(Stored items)
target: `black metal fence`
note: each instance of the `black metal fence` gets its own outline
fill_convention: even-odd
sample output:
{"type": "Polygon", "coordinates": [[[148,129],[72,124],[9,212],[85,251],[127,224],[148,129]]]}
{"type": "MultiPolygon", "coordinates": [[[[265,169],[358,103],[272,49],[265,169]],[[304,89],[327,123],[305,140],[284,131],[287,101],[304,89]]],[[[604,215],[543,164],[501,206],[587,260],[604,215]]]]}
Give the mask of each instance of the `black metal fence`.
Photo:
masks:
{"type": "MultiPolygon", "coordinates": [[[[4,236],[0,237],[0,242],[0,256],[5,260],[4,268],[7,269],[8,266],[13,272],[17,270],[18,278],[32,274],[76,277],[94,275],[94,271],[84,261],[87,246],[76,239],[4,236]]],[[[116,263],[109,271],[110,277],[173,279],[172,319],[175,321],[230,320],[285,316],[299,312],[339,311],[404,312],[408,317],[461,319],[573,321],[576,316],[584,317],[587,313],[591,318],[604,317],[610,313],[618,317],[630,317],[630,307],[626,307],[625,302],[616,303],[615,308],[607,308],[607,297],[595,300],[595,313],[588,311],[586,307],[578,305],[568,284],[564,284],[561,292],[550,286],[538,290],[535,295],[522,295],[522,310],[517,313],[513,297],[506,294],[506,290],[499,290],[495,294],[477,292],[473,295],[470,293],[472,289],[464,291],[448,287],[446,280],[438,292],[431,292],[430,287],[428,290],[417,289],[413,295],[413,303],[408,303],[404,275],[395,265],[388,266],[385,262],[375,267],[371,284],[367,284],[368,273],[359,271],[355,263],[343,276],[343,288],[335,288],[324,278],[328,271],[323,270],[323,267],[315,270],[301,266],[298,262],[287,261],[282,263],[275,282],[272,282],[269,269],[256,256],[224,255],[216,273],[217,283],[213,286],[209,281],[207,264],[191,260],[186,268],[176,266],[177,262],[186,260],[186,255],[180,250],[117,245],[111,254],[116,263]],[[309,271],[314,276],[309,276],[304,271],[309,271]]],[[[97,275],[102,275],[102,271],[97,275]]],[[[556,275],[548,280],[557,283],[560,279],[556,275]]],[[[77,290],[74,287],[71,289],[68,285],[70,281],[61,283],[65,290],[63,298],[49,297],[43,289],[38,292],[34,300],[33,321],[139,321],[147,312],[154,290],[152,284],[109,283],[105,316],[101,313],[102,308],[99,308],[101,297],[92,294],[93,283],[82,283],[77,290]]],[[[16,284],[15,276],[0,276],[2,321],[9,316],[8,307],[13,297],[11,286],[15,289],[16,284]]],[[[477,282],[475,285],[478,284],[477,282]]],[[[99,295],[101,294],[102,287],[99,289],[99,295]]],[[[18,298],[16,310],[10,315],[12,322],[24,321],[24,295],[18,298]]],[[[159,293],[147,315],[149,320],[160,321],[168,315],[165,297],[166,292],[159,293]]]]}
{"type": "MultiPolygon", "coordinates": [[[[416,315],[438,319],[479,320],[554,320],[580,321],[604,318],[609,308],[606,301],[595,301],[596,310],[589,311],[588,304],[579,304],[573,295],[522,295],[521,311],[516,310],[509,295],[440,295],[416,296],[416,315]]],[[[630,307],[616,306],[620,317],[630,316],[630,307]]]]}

#### Instructions to follow:
What is the number of lines in the data holding the word "fence"? Reply with that number only.

#### Output of the exercise:
3